YOUR TASK:
Report each line of the data that has "below" somewhere in it.

········

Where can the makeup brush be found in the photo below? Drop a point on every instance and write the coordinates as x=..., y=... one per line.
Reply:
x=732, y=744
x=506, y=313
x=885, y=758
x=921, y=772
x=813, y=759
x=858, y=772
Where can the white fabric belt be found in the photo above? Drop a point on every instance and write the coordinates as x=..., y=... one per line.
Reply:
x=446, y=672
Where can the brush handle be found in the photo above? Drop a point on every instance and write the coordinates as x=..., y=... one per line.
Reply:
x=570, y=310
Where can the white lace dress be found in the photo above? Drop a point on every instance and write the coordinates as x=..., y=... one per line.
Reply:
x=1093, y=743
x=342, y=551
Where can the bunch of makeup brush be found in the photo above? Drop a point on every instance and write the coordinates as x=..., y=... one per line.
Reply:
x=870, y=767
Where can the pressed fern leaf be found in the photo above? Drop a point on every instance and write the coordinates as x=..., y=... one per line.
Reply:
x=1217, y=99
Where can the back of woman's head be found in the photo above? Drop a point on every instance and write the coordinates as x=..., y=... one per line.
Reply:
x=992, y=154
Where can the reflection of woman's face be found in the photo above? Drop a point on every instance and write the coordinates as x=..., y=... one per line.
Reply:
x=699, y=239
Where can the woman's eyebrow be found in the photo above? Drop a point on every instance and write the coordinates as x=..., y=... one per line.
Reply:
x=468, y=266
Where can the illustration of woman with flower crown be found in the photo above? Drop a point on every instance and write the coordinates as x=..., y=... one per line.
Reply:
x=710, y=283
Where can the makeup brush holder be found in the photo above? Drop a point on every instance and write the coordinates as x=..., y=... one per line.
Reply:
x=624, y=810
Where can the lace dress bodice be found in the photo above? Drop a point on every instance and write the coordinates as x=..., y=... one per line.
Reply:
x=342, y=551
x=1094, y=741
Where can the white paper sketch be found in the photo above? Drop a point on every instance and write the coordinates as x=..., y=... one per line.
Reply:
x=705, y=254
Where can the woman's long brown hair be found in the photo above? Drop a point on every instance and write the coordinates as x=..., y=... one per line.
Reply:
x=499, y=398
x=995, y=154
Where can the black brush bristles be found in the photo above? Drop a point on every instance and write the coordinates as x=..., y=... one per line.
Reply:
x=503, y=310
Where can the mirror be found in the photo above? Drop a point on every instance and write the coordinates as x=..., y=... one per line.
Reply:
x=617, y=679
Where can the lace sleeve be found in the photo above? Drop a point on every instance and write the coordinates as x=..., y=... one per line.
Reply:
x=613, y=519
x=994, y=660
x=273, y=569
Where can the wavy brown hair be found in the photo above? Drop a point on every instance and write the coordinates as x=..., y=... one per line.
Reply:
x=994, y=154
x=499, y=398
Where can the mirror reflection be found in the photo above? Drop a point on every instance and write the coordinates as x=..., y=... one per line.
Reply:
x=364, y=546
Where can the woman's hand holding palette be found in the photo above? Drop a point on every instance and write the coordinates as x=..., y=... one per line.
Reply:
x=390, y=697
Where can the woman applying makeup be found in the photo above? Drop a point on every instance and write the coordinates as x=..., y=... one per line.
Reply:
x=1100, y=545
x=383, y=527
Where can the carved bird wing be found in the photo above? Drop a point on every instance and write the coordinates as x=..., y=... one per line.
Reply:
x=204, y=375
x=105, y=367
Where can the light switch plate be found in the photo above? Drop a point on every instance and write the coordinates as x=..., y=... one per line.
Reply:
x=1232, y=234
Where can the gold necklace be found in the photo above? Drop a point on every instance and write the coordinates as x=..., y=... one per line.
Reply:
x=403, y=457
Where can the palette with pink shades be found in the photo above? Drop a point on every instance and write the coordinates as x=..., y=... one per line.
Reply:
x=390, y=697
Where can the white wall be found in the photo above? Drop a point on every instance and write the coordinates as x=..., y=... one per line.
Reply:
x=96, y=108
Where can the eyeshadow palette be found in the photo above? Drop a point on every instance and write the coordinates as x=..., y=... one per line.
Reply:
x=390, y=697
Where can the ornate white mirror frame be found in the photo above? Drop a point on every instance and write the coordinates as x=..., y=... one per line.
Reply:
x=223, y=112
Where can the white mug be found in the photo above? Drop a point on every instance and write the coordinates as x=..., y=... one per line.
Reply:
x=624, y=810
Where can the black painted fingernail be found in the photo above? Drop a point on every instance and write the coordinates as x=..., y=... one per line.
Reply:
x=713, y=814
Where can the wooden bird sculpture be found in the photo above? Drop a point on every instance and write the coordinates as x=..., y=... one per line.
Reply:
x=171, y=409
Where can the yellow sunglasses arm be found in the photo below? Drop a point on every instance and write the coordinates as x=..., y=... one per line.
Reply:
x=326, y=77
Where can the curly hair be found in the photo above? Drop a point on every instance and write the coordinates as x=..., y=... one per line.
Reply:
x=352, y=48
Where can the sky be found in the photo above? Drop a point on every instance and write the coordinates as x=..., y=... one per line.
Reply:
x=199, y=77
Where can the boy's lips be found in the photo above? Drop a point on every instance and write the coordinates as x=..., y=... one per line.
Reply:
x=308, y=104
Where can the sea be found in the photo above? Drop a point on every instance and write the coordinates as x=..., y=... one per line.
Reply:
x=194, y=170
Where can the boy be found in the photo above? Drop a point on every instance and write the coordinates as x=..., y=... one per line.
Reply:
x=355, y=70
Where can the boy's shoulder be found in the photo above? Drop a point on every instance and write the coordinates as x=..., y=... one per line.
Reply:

········

SOLUTION TO THIS TASK:
Where can the makeup brush be found in the photo below? Drop a point on every instance and write the coordinates as x=..., y=... one per line.
Where can the yellow sunglasses arm be found in the photo below? Drop a point on every instance and write the coordinates as x=..., y=... one per line.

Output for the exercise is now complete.